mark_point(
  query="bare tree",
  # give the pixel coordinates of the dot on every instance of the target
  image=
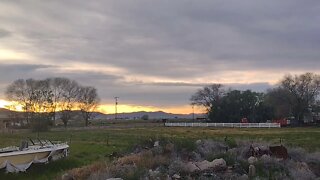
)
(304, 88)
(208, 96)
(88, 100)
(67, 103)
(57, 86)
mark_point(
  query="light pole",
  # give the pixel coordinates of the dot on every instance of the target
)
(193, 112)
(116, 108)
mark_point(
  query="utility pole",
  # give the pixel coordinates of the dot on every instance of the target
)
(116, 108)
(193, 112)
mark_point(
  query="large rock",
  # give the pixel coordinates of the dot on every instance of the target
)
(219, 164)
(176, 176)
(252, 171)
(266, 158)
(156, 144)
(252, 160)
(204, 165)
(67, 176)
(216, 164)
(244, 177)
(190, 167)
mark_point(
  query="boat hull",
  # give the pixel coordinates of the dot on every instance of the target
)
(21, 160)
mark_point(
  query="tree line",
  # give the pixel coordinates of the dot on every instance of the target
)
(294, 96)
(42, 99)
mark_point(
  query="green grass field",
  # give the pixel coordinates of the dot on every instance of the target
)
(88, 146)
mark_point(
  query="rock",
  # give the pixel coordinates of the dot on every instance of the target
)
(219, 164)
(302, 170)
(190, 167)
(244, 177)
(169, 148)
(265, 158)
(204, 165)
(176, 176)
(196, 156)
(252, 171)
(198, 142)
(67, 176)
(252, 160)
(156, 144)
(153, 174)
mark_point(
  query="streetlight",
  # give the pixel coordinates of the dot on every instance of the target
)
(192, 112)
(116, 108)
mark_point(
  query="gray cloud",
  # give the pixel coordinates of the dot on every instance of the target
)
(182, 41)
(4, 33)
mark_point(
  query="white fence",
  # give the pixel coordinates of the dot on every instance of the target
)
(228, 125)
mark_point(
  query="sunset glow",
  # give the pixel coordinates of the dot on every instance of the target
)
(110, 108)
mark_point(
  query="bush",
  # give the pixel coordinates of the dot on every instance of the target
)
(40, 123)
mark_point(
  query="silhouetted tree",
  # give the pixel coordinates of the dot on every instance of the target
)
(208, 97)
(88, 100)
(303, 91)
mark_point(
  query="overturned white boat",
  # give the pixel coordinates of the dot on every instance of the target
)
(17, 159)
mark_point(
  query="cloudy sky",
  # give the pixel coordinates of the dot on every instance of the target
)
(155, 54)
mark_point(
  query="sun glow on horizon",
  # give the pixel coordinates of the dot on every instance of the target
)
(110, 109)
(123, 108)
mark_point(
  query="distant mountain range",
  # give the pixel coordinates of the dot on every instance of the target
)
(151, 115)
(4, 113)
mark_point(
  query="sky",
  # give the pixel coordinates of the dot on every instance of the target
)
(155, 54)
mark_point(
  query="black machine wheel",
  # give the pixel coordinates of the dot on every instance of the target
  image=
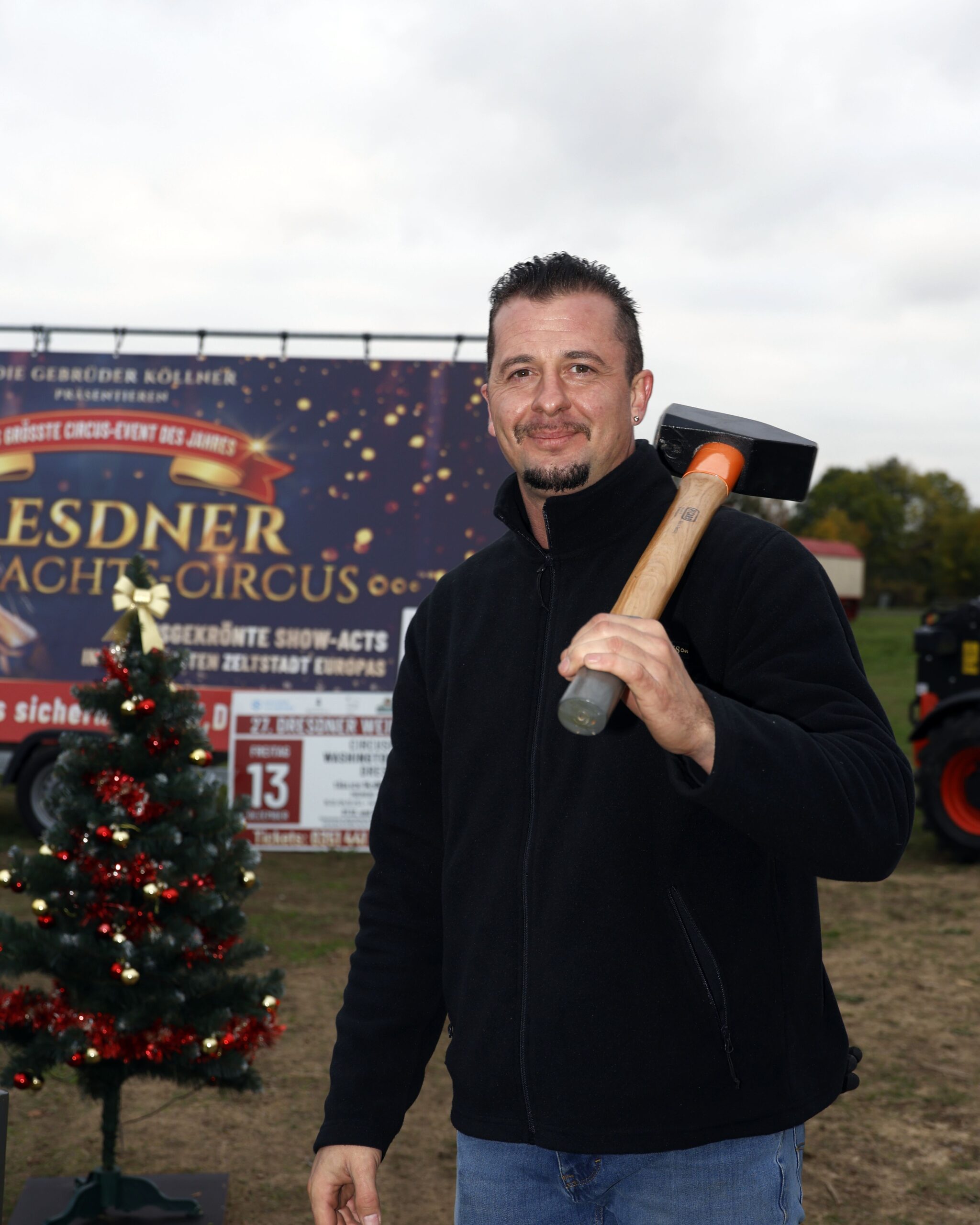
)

########################################

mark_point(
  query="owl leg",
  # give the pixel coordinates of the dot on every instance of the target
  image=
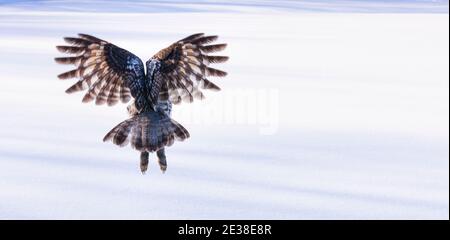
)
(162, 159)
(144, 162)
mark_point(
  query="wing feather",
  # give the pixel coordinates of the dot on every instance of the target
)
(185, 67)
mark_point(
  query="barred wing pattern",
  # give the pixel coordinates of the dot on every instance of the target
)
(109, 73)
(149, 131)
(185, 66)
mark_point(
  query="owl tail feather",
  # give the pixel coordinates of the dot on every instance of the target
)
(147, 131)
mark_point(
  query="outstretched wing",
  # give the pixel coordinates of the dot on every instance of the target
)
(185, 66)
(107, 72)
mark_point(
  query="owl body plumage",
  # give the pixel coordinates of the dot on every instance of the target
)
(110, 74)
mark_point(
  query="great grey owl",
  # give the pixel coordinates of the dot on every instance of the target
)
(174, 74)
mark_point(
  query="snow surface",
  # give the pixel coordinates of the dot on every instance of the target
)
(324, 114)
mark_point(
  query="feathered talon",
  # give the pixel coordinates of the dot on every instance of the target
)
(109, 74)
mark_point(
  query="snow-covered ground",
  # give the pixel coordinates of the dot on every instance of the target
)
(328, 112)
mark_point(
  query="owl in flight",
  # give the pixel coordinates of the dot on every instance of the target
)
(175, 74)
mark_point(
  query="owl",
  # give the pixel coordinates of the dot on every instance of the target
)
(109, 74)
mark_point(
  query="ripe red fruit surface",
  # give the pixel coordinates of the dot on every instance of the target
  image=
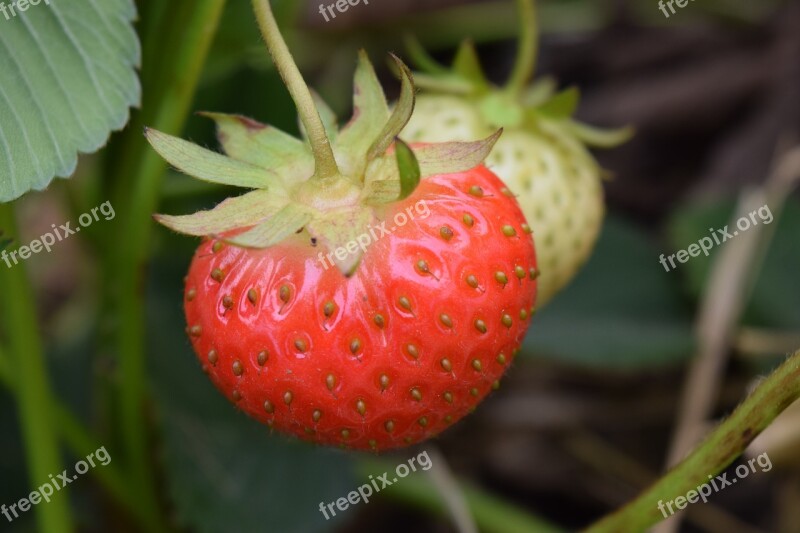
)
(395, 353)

########################################

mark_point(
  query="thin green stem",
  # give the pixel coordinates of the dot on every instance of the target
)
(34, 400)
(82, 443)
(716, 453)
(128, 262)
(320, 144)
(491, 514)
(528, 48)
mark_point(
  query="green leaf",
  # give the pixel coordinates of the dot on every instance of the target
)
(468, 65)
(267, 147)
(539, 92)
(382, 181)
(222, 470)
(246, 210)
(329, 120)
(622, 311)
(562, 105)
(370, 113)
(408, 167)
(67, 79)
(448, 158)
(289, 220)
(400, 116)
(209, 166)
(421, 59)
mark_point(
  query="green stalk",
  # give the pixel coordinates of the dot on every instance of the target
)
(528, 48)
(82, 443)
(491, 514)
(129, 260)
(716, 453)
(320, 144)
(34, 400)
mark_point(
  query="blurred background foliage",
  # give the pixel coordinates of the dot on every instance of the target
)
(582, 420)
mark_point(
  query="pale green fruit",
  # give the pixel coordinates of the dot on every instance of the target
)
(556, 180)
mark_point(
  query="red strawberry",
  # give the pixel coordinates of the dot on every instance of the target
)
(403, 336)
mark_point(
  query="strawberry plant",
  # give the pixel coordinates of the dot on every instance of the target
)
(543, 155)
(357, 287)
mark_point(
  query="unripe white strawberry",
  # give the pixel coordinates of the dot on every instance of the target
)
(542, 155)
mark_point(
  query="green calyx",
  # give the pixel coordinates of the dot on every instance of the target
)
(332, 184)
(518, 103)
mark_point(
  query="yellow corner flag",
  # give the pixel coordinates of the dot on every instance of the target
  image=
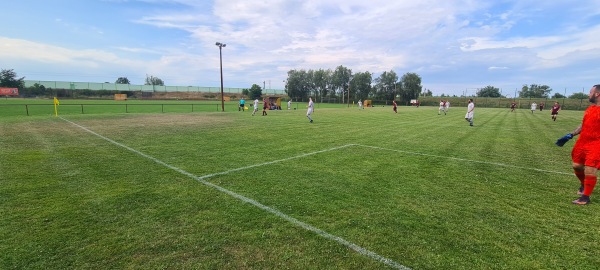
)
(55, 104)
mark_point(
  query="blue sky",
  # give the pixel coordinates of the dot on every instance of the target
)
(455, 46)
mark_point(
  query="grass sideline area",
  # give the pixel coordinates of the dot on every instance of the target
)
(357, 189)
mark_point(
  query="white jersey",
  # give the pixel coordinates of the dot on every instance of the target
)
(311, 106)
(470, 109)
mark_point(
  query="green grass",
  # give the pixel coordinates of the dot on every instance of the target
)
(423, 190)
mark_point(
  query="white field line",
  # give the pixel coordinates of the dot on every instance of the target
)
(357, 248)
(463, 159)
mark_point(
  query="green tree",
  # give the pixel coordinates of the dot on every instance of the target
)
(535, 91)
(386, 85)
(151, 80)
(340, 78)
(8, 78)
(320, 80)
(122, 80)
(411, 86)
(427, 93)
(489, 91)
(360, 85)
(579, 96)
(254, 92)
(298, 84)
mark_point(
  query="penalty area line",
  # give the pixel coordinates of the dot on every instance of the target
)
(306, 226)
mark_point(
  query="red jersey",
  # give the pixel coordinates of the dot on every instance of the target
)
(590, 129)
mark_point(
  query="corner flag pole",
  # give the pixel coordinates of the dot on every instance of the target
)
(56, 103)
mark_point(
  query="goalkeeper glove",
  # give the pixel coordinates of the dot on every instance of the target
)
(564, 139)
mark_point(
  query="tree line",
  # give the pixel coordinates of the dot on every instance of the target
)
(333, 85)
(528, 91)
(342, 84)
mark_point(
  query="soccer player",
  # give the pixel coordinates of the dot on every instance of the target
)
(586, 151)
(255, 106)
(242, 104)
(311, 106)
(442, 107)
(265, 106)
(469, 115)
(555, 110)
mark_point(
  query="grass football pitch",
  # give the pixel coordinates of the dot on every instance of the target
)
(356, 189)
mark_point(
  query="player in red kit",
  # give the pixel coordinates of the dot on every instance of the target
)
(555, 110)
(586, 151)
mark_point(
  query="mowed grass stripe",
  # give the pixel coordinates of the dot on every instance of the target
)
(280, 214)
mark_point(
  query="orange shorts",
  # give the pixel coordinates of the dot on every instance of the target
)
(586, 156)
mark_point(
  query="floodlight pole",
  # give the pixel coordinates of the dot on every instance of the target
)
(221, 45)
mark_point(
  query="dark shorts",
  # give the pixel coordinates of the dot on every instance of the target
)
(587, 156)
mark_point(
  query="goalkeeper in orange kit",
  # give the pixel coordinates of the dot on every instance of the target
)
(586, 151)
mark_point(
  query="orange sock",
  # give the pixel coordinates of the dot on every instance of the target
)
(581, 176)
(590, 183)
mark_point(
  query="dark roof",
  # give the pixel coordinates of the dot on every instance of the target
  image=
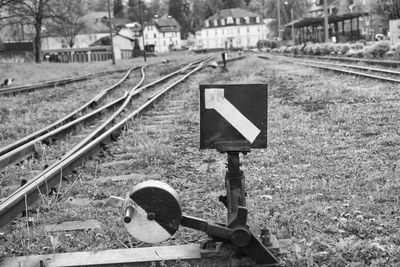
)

########################################

- Set exercise:
Gather every line in the records that holds the word "goalkeeper", and copy each one.

- The completed task:
  query="goalkeeper glove",
  query="goalkeeper in orange kit",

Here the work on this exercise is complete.